The app has very little functionality. The location picker is a plain text list of countries, with no ping time, server load figures, Favorites system, 'Recent Connections' list or anything else. The app only supports the outdated and insecure PPTP protocol. And the Settings dialog is particularly sparse, with only an 'Autostart VPN on insecure wifi networks' checkbox and a panel explaining how to manually set up a connection on other PCs.
Connection times were slow at up to 10 seconds; we'd expect more like 2-4 for PPTP.
The sidebar has spaces to display your new location and IP, and a 'progress' indicator suggested the app is trying to do this, but it never worked, our location details were never displayed.
The app doesn't use notifications to tell you when it connects and disconnects. That's important, because it won't tell you if the VPN connection drops, either. When we forcibly closed our connection, the app continued to show its status as 'Connected.' If the app windows were minimized while you worked on something else, you'd have no clear way of knowing the VPN had died and your traffic was no longer protected.
Maybe VPN Shield will fix some of this, one day? Don't put your money on it; the Microsoft Store page dates this release at 22nd January 2017. VPN Shield hasn't even been maintaining the app, let alone improving it.
The regular Windows 7/8 desktop app has an even worse interface, forcing you to select countries by right clicking the system tray icon.
It does at least have better protocol support, including IKEv2 and L2TP as well as PPTP.
A 'reconnect automatically if connection is dropped' sounds like it should help if the VPN goes down, but our tests showed otherwise. When we forcibly closed our connection, the app tried to reconnect, but always failed. It updated its system tray icon to show this, but if the icon isn't visible, once again you'd have no way to know that your traffic was unprotected.
As the app is also dated 2017, like the Windows 10 edition, it doesn't look like these issues will be fixed in a hurry.
There's better news with the Android app; the last release was 'only' 10 months old at review time, positively fresh.
The interface looks and feels very similar to the Windows 10 app; choose one of the 11 locations from the list, tap a switch to connect, tap again to disconnect.

> [Activities]:
a: In the VPN review, how many locations can be chosen in the Android app?
b: Translate this sentence from the VPN review into Spanish: "Connection times were slow at up to 10 seconds; we'd expect more like 2-4 for PPTP."
c: From the VPN review, repeat the part that opens with the words containing "The regular Windows" and closes with "traffic was unprotected.".
The material that follows has no connection to the VPN review.

(Saved entries)
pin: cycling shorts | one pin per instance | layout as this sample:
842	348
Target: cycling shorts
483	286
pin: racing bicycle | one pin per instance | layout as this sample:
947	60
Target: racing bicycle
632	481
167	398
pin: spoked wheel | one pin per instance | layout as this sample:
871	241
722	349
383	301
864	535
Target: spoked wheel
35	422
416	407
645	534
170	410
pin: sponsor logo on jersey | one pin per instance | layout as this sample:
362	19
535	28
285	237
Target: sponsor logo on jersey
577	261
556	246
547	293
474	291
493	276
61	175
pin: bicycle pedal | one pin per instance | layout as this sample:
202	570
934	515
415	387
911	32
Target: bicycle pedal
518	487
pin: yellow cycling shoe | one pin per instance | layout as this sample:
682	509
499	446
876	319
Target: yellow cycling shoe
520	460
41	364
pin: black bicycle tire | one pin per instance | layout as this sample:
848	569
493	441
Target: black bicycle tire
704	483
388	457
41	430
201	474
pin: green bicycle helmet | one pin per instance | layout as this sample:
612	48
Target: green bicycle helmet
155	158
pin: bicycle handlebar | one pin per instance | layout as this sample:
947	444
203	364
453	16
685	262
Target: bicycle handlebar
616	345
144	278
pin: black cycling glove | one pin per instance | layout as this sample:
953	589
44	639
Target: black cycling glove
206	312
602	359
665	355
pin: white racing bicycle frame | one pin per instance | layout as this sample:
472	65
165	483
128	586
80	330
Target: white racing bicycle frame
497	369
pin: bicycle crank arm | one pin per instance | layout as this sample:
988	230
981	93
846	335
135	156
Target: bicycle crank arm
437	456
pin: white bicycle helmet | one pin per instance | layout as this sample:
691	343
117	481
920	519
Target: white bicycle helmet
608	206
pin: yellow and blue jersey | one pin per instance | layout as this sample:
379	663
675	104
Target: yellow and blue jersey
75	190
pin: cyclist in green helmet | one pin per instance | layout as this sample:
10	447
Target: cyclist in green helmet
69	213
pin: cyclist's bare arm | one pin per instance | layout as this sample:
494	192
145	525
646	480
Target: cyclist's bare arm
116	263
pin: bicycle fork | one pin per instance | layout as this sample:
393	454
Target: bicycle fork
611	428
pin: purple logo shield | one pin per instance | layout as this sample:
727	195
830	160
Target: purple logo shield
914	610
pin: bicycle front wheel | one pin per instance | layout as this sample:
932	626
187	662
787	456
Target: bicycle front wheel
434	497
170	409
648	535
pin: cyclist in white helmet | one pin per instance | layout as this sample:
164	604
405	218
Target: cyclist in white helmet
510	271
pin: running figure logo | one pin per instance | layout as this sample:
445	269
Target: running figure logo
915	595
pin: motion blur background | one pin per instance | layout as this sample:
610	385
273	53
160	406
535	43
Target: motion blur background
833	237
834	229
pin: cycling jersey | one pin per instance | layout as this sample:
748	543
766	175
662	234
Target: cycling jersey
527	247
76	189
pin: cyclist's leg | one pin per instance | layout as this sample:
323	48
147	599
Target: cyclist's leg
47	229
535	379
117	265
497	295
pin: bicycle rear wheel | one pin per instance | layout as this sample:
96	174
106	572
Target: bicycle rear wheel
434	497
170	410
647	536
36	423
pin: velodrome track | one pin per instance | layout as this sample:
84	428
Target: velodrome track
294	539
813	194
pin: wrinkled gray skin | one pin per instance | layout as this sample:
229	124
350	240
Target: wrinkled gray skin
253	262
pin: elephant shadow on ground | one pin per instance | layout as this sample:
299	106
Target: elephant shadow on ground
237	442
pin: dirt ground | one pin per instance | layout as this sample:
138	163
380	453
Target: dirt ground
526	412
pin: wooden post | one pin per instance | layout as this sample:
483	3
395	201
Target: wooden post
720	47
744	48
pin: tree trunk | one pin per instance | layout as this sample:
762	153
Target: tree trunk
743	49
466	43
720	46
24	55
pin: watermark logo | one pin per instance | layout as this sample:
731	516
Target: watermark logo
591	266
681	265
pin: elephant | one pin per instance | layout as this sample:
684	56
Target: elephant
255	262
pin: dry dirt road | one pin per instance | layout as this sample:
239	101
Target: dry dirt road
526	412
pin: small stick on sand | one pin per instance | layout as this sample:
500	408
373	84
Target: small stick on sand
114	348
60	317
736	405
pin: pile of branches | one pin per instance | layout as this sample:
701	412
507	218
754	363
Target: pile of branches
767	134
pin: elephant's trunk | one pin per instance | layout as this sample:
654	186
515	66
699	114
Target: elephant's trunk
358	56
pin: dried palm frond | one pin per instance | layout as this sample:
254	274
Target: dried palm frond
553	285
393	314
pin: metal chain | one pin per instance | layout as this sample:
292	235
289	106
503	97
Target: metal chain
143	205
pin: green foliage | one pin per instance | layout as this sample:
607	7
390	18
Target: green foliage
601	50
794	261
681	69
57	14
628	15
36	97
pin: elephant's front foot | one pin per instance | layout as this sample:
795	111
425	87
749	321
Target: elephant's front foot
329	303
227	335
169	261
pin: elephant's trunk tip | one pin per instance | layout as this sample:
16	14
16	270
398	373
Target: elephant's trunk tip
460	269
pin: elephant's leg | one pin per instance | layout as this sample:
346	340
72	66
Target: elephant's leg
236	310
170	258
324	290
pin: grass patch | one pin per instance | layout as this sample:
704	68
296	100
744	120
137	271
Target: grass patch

> [Written responses]:
a: 11 locations.

b: Los tiempos de conexión fueron lentos, de hasta 10 segundos; esperaríamos más bien entre 2 y 4 para PPTP.

c:
The regular Windows 7/8 desktop app has an even worse interface, forcing you to select countries by right clicking the system tray icon.
It does at least have better protocol support, including IKEv2 and L2TP as well as PPTP.
A 'reconnect automatically if connection is dropped' sounds like it should help if the VPN goes down, but our tests showed otherwise. When we forcibly closed our connection, the app tried to reconnect, but always failed. It updated its system tray icon to show this, but if the icon isn't visible, once again you'd have no way to know that your traffic was unprotected.